::: Page extract

Hélène Gordon-Lazareff (; 21 September 1909 – 16 February 1988) was a French journalist of Russian Jewish origin who founded Elle magazine in 1945. She was married to Pierre Lazareff, founder of the newspaper France-Soir. She had two daughters, Michèle Lazareff-Rosier from her first marriage and Nina Lazareff from her second marriage with Pierre.

Life
Born in Russia, Hélène Gordon-Lazareff fled to France from the Bolshevik Revolution. She studied ethnography at the Sorbonne. She began her career as a journalist in the 1930s, writing the children's page for France-Soir under the name "Tante Juliette". She later married the owner of the newspaper, Pierre Lazareff in 1938. The couple left Paris for New York after the outbreak of World War II. Gordon-Lazareff was easily integrated into journalist circles in New York because of her perfect English. She became an editor of the women's page of the New York Times after working for Harper's Bazaar and. She returned to Paris in 1944 a couple of weeks after the city was liberated. She decided to start her own fashion magazine and used the experience she had after having worked for several American magazines. A year later the first issue of Elle magazine was published in October "on paper so course that it reminded her of French bread".  After a year journalist Françoise Giroud was hired to take over as editor-in-chief of the magazine when Gordon-Lazareff became seriously ill. In Profession Journaliste Françoise Giroud describes Gordon-Lazareff as "a brilliant, young woman".

::::::
::: Extracted data

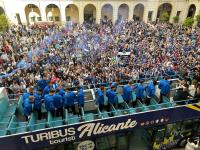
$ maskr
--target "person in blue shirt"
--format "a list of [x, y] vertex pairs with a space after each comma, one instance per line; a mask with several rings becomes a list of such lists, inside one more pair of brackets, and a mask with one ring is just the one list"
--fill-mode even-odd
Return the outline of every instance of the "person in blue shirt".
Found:
[[147, 84], [145, 90], [147, 93], [147, 98], [145, 100], [145, 104], [148, 106], [150, 104], [150, 100], [152, 97], [155, 96], [156, 88], [155, 86], [157, 85], [157, 81], [154, 80], [153, 82], [150, 82]]
[[106, 91], [106, 96], [108, 97], [108, 112], [110, 112], [112, 110], [112, 105], [114, 107], [117, 107], [116, 87], [111, 86], [111, 88]]
[[56, 116], [62, 116], [63, 118], [63, 97], [59, 94], [60, 89], [56, 89], [56, 93], [53, 95], [54, 106], [56, 109]]
[[41, 106], [42, 106], [42, 90], [38, 89], [38, 91], [34, 93], [34, 110], [37, 112], [39, 120], [42, 119]]
[[100, 111], [104, 109], [104, 90], [104, 86], [101, 86], [100, 89], [97, 90], [96, 103], [99, 105]]
[[[145, 88], [143, 86], [143, 81], [139, 81], [139, 83], [134, 87], [134, 89], [136, 90], [135, 91], [135, 94], [136, 94], [136, 99], [141, 101], [141, 103], [143, 103], [144, 101], [144, 92], [145, 92]], [[137, 101], [133, 102], [133, 106], [136, 105]]]
[[44, 90], [44, 88], [48, 85], [48, 81], [42, 77], [42, 79], [38, 80], [37, 87], [38, 89]]
[[26, 121], [28, 121], [31, 113], [33, 112], [34, 105], [34, 96], [29, 96], [24, 101], [24, 116], [26, 117]]
[[83, 88], [80, 86], [78, 86], [78, 92], [77, 92], [76, 98], [78, 102], [79, 114], [82, 116], [83, 114], [81, 113], [81, 108], [84, 108], [85, 97], [84, 97]]
[[75, 111], [75, 99], [76, 99], [76, 94], [73, 91], [70, 91], [69, 86], [66, 87], [65, 89], [65, 95], [63, 96], [63, 103], [64, 103], [64, 107], [65, 109], [68, 110], [68, 112], [70, 111], [70, 109], [72, 110], [73, 115], [76, 114]]
[[133, 92], [133, 89], [131, 87], [131, 81], [129, 81], [128, 84], [124, 86], [124, 92], [122, 95], [124, 101], [127, 104], [129, 104], [133, 100], [132, 92]]
[[30, 87], [29, 90], [28, 90], [28, 92], [26, 92], [26, 93], [24, 93], [24, 94], [22, 95], [22, 106], [24, 106], [24, 101], [25, 101], [27, 98], [29, 98], [29, 96], [32, 96], [33, 93], [34, 93], [34, 89], [33, 89], [33, 87]]
[[63, 97], [65, 95], [64, 85], [60, 86], [59, 94]]
[[163, 102], [163, 96], [168, 97], [170, 93], [170, 82], [168, 81], [168, 77], [160, 80], [158, 88], [160, 89], [160, 104]]
[[46, 94], [49, 94], [51, 89], [52, 89], [52, 83], [49, 82], [48, 85], [43, 90], [43, 96], [45, 96]]
[[51, 112], [52, 116], [54, 116], [55, 114], [53, 94], [54, 94], [54, 89], [51, 89], [50, 93], [44, 96], [45, 108], [48, 112]]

::::::

# [Complete the following]
1. Answer these questions about the biography of Hélène Gordon-Lazareff:
(a) What magazine did she found, and in what year?
(b) Under what name did she write the children's page for France-Soir?
(c) What subject did she study at the Sorbonne?
2. Print the stretch of the biography of Hélène Gordon-Lazareff from "Hélène Gordon-Lazareff (;" through "marriage with Pierre.", reproducing every word and mark precisely.
The items play no part in what follows and can be set aside.

# [Solutions to the exercise]
1.
(a) Elle, in 1945.
(b) "Tante Juliette".
(c) Ethnography.

2.
Hélène Gordon-Lazareff (; 21 September 1909 – 16 February 1988) was a French journalist of Russian Jewish origin who founded Elle magazine in 1945. She was married to Pierre Lazareff, founder of the newspaper France-Soir. She had two daughters, Michèle Lazareff-Rosier from her first marriage and Nina Lazareff from her second marriage with Pierre.